*設問*
#1 MRI診断に関する本文から、「MRミエログラフィー(MRミエロ)、T2脂肪抑制画像で」から「以下の論文でもMRIの有用性を報告しています。」までをすべて、一字一句変えずに引用してください。
#2 MRI診断に関する本文を読み、次の問いに短く答えてください。
(a) Fringed epidural space sign (FESS)を提唱したのは、どこの誰ですか。
(b) MRIの有用性を報告している論文は、どの学会誌に何年に掲載されましたか。
(c) 恐竜の背びれのように写る所見は、何と呼ばれていますか。

*出典本文*
◇ ◇ ◇ ◇

脳脊髄液減少症や水頭症など脳脊髄液循環障害を専門に診療を行っている高橋浩一の公式サイトです。

MRIで、脳脊髄液減少症の診断は可能か?

MRIで、脳脊髄液減少症の診断は可能か?

脳脊髄液減少症、低髄液圧症候群に対する診断、特にMRIに関する研究は進んでいます。

MRミエログラフィー(MRミエロ)、T2脂肪抑制画像で

・硬膜が浮いたように写るFloating dural sac sing (FDSS)

・福山医療センター、守山英二先生提唱の、硬膜の背側、三角形に写るFringed epidural space sign (FESS)

・恐竜の背びれのような Dinosaur Tail Sign

など、近年、新たな知見が出ています。

以下の論文でもMRIの有用性を報告しています。

高橋 浩一 

脳脊髄液動態の臨床トピックス1:髄液減少症からみた髄液の動態と機能 

日本頭痛学会誌 46:103-110, 2019

ただ現状、正常例と異常例との検討など課題が残されております。

◇ ◇ ◇ ◇

*提供資料*
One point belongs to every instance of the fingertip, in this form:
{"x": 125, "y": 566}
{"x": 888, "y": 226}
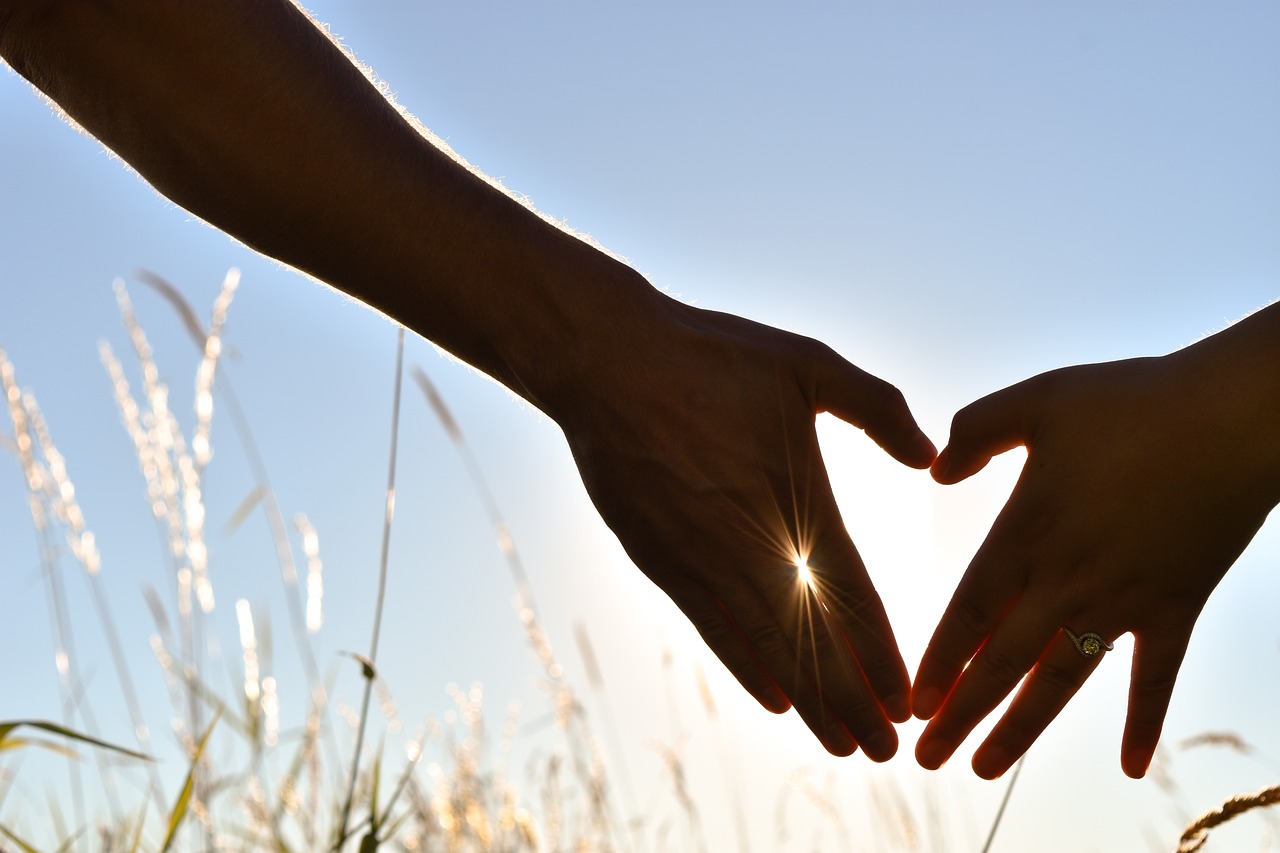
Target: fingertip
{"x": 881, "y": 746}
{"x": 897, "y": 707}
{"x": 1137, "y": 762}
{"x": 926, "y": 702}
{"x": 922, "y": 452}
{"x": 773, "y": 701}
{"x": 839, "y": 742}
{"x": 941, "y": 468}
{"x": 932, "y": 752}
{"x": 991, "y": 761}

◇ ◇ ◇ ◇

*解答*
#1
MRミエログラフィー(MRミエロ)、T2脂肪抑制画像で

・硬膜が浮いたように写るFloating dural sac sing (FDSS)

・福山医療センター、守山英二先生提唱の、硬膜の背側、三角形に写るFringed epidural space sign (FESS)

・恐竜の背びれのような Dinosaur Tail Sign

など、近年、新たな知見が出ています。

以下の論文でもMRIの有用性を報告しています。

#2
(a) 福山医療センターの守山英二先生です。
(b) 日本頭痛学会誌に、2019年に掲載されました。
(c) Dinosaur Tail Signと呼ばれています。